To do
Could you restate, exactly and with nothing added, the lines from the start of the data through the line that holds "the dark speckle", leaving the pictures out?

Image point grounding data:

[Start of section]

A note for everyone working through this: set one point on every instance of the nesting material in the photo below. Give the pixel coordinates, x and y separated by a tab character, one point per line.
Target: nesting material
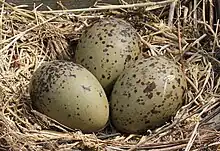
29	38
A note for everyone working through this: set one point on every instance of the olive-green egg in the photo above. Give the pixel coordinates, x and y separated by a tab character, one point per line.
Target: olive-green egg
106	47
147	94
70	94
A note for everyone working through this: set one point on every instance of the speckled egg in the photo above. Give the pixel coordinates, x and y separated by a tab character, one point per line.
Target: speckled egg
106	47
147	94
70	94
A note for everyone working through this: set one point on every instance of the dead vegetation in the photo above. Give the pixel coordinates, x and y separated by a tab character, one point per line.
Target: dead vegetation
183	30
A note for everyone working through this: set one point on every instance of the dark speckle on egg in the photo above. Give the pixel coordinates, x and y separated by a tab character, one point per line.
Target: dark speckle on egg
152	99
115	44
62	90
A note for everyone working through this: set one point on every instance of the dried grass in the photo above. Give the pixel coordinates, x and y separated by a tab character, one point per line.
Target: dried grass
180	31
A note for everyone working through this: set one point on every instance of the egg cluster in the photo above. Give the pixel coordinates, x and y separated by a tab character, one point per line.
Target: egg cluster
109	80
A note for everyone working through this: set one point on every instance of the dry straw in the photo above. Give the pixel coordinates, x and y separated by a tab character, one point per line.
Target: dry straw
178	29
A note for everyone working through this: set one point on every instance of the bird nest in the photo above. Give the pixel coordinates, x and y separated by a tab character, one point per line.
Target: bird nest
182	30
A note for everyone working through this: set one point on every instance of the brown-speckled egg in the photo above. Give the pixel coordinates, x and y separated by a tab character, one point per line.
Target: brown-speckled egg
105	48
70	94
147	94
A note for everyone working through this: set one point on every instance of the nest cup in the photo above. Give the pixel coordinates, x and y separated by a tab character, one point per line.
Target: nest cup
176	30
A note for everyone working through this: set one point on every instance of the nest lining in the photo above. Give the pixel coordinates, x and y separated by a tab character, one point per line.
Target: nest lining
29	38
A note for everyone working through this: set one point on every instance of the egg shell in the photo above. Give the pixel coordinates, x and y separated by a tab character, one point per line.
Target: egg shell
147	94
106	47
70	94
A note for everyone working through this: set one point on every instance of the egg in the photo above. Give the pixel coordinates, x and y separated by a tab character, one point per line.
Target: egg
147	94
70	94
106	47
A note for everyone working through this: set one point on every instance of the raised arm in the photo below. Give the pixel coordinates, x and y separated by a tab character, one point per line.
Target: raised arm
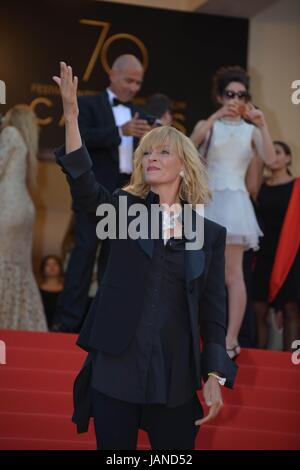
86	192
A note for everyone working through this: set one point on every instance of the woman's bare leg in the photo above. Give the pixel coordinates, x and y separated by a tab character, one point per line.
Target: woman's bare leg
290	325
237	298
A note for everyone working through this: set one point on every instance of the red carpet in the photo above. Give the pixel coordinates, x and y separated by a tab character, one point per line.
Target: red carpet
262	412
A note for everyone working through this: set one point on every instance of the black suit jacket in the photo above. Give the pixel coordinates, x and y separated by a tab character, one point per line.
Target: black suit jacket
101	136
113	317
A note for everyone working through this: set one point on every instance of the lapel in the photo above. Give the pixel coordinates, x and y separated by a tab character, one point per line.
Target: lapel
194	259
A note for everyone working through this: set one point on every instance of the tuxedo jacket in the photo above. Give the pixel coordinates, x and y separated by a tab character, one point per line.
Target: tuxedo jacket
101	136
116	310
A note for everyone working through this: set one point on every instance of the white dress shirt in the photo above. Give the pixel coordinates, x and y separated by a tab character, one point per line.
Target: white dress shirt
122	114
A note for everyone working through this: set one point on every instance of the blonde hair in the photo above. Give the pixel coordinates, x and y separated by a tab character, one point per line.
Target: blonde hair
193	187
23	118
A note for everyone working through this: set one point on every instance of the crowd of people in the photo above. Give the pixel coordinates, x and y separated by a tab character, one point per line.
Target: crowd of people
253	195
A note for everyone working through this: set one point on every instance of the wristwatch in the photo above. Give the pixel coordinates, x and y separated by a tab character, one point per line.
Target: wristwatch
221	380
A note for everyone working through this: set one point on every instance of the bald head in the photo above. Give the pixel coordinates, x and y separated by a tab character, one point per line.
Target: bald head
126	77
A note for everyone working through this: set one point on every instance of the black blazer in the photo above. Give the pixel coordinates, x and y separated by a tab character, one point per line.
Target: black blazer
114	315
101	136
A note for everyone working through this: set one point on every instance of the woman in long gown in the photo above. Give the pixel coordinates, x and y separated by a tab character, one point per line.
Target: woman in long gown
20	303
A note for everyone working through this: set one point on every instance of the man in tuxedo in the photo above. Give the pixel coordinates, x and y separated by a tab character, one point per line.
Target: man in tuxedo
110	127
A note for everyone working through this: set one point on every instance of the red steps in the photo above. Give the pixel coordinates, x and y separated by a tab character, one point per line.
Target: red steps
262	412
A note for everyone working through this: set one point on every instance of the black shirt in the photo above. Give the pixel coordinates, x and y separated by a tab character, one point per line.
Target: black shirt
158	365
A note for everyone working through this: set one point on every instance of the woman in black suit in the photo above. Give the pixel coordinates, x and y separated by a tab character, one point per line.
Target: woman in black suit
157	297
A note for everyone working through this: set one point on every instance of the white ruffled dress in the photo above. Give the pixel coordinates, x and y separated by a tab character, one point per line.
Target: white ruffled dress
229	155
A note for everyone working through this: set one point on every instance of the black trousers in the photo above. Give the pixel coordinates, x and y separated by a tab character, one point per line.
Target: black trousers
117	423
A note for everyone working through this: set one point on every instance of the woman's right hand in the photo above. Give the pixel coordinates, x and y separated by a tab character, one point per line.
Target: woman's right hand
68	90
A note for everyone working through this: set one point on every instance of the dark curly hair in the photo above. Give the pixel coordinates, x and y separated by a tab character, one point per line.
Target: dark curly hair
287	150
226	75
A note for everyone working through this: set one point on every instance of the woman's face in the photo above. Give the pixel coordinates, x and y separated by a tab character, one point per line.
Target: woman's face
161	165
51	268
282	159
235	93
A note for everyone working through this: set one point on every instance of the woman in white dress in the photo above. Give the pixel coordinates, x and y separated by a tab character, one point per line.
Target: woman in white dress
229	144
20	303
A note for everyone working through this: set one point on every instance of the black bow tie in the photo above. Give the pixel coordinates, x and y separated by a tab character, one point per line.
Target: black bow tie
116	102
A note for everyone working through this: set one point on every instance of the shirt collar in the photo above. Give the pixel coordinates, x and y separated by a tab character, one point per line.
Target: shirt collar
111	96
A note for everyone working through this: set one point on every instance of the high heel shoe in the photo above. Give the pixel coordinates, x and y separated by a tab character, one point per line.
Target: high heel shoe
234	352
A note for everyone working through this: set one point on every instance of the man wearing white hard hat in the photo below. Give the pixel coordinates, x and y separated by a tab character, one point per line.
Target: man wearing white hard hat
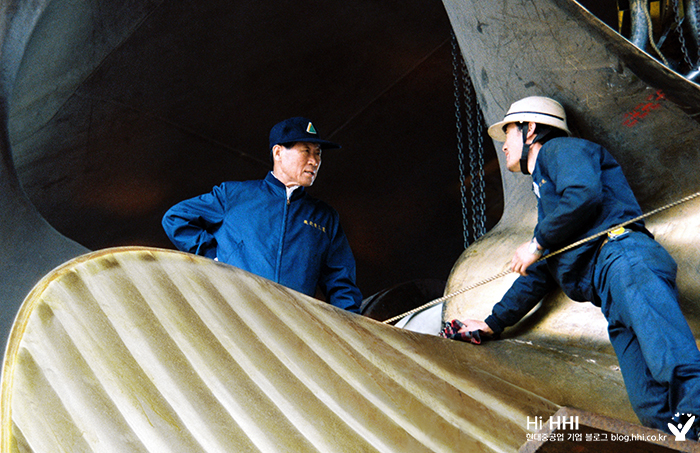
580	191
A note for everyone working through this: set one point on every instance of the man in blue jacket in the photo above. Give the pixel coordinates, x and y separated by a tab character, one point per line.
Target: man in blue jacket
581	190
273	227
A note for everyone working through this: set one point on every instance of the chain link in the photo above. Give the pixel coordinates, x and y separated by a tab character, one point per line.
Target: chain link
679	30
474	123
456	59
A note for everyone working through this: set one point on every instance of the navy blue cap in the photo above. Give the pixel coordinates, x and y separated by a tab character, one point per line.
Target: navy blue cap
298	129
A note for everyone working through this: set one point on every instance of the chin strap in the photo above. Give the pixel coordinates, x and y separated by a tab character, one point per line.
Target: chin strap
526	146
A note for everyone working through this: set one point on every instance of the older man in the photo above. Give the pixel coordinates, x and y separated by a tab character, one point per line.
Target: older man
273	227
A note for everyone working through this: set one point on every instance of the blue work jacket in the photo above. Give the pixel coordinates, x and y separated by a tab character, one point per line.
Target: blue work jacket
296	242
580	190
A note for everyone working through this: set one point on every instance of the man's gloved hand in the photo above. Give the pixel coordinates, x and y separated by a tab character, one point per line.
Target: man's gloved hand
451	330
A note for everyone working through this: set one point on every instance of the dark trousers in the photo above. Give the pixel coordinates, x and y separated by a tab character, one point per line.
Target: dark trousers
635	279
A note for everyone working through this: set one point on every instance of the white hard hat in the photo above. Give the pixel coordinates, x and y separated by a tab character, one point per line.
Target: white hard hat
535	109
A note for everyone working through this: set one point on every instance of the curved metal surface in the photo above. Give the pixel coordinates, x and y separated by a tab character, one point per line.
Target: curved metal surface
616	95
30	246
139	350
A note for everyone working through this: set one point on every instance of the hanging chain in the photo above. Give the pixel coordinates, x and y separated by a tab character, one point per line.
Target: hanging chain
476	154
562	250
679	30
456	59
476	151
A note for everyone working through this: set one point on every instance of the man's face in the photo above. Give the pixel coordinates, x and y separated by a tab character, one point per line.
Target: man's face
297	165
513	147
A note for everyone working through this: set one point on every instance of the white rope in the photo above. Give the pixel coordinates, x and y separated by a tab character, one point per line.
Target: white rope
434	302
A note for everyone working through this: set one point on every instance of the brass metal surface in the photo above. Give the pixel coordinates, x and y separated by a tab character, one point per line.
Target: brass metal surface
149	350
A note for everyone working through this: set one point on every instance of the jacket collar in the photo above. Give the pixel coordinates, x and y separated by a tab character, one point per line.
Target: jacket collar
280	189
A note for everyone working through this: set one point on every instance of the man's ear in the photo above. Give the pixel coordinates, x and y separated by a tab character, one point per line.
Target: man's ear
531	131
276	150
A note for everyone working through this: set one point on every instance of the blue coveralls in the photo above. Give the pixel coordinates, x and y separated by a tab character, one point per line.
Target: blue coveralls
297	242
581	190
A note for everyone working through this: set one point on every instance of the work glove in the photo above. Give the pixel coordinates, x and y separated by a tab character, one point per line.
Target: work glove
451	330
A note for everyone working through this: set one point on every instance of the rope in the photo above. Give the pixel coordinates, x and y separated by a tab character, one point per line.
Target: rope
557	252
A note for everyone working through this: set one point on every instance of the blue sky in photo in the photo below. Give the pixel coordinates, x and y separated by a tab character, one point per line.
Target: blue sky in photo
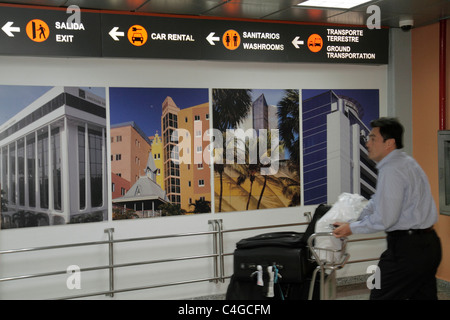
368	98
144	105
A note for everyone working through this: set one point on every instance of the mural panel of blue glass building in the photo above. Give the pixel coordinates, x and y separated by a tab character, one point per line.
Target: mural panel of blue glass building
335	158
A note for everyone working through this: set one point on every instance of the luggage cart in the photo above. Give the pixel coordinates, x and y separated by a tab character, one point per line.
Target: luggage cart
334	260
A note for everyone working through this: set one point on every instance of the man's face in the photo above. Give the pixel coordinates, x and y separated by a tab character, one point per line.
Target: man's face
378	148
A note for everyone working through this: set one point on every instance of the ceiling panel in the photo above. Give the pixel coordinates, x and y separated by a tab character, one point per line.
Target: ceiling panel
120	5
187	7
423	12
251	9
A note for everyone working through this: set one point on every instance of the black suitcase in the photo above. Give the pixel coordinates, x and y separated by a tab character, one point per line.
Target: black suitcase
286	253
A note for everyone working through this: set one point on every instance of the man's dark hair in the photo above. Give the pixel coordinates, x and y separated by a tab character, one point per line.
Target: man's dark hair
390	128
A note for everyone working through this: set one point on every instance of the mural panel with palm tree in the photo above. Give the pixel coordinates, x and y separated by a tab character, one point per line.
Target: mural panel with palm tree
256	149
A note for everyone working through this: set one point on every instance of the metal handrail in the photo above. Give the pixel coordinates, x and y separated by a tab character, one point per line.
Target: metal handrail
217	255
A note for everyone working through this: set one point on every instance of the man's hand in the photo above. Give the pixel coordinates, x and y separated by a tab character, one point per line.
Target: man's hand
342	230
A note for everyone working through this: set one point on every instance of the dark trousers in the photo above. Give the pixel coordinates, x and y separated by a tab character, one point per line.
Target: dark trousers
408	267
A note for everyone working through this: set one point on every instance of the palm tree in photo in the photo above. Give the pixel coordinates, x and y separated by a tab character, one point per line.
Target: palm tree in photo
230	107
288	124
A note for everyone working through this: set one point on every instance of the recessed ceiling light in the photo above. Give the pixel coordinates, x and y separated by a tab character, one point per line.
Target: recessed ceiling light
341	4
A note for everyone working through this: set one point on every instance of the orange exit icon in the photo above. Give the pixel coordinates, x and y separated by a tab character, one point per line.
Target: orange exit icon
315	42
37	30
231	39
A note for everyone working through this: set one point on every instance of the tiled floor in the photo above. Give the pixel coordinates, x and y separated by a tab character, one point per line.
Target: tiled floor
359	291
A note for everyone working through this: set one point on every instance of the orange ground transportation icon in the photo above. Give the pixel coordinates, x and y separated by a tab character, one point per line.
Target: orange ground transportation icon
315	42
37	30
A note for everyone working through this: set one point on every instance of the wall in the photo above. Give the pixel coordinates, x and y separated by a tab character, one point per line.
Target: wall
425	116
160	73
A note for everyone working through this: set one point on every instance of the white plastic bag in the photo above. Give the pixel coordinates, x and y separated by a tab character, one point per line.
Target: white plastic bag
347	208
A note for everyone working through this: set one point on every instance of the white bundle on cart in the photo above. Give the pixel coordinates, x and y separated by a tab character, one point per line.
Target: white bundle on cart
347	208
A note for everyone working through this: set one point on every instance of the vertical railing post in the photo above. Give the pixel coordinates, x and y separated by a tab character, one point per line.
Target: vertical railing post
221	252
110	231
215	260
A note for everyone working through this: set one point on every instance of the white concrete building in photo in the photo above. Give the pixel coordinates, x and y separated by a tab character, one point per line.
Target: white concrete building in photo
53	167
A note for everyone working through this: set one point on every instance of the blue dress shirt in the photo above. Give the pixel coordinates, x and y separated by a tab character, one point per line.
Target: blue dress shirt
402	199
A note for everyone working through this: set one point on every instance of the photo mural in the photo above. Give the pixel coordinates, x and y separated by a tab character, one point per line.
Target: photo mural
159	152
52	156
256	149
172	151
335	126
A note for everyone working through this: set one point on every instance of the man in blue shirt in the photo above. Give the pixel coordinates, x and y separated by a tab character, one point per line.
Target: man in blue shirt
404	208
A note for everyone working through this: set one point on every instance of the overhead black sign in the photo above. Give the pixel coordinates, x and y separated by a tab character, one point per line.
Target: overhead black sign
39	32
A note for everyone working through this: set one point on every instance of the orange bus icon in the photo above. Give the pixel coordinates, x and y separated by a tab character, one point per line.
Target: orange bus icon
137	35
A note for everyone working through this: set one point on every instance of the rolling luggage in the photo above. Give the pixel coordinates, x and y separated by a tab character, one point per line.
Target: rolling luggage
274	265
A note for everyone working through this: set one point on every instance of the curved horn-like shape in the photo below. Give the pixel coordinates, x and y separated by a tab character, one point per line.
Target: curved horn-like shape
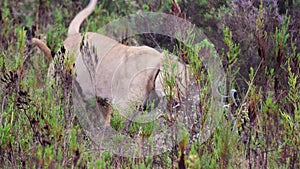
80	17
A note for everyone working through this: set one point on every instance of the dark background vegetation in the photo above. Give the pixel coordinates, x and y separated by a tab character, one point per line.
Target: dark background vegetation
38	128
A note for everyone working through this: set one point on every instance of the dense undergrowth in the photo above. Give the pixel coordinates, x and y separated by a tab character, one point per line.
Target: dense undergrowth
260	52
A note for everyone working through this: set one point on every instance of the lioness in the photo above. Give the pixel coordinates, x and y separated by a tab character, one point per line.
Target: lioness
122	74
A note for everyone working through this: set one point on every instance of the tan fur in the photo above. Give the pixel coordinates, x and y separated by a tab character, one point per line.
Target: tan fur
115	62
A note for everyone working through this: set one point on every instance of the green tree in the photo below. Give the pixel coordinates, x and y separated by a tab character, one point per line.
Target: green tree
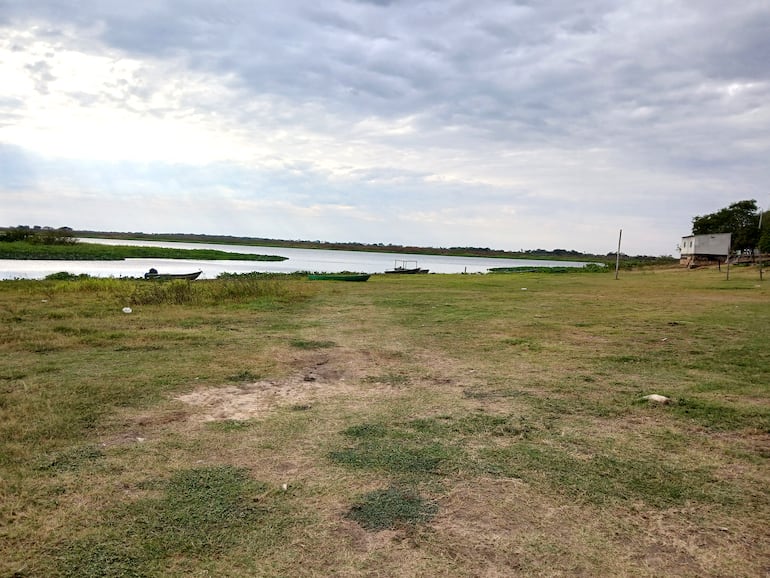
764	233
741	219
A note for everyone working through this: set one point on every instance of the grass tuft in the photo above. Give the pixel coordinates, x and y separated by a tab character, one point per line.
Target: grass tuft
391	508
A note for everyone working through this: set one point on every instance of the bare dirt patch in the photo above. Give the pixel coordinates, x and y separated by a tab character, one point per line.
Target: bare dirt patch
317	376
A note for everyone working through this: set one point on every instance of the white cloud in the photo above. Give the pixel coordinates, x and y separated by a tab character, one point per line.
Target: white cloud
453	123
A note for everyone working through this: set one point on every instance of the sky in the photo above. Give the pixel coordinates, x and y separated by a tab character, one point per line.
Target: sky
449	123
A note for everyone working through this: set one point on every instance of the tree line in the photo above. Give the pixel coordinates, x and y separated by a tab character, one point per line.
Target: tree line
39	235
750	228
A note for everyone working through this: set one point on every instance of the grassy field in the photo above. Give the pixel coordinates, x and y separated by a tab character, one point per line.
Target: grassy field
431	425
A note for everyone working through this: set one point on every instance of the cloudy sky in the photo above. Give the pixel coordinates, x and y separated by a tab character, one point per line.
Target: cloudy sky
504	124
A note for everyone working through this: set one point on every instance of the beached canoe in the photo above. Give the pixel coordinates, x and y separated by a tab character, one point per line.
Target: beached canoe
403	268
153	275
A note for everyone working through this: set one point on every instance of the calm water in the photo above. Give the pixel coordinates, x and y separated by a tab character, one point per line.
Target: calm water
319	260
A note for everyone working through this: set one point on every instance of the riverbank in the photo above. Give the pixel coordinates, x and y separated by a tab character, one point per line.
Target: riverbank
433	425
534	254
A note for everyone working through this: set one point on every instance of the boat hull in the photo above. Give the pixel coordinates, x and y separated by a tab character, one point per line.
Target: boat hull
171	276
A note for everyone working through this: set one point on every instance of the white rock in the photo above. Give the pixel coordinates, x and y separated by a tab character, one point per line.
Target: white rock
655	398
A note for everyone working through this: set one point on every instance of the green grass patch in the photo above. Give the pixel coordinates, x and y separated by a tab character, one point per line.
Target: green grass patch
602	477
391	508
198	512
311	344
96	252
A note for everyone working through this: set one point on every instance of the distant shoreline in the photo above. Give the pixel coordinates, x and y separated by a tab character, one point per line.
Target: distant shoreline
541	254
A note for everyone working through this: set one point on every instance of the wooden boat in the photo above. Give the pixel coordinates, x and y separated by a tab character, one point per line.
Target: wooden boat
339	277
153	275
403	268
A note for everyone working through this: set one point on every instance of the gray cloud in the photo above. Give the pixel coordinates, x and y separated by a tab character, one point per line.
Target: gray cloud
605	108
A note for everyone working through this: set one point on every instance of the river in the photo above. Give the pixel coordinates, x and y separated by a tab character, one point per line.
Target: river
314	260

[End of section]

Answer to the exercise
A note for everyone working through this: set one point on every instance of the nesting material in the photo below. Give the pixel coordinates, x and y separated by a tab character, one point per line.
Target: nesting material
29	38
A note for everyone working through this: set one point on every instance of the olive-green egg in the photo above. Give the pixel coordinates, x and y separated by a tab character, one point per line.
Target: olive-green egg
106	47
147	94
70	94
A note for everyone working through this: set one point on every instance of the speckled egg in the photo above. Give the pixel coordinates, x and y separated by a tab character, one point per line.
Target: speckled egg
106	47
147	94
70	94
A note for everyone working through this: set one point on every instance of the dead vegetation in the photo above. Give the pixel coordinates, x and y separated by a tab character, one point per line.
Target: dead vegetation
183	30
A note for everyone working through this: set one point on every instance of the dark speckle on egg in the photo above. Give the pixel coordinates, x and y separated by a tab character, one point per line.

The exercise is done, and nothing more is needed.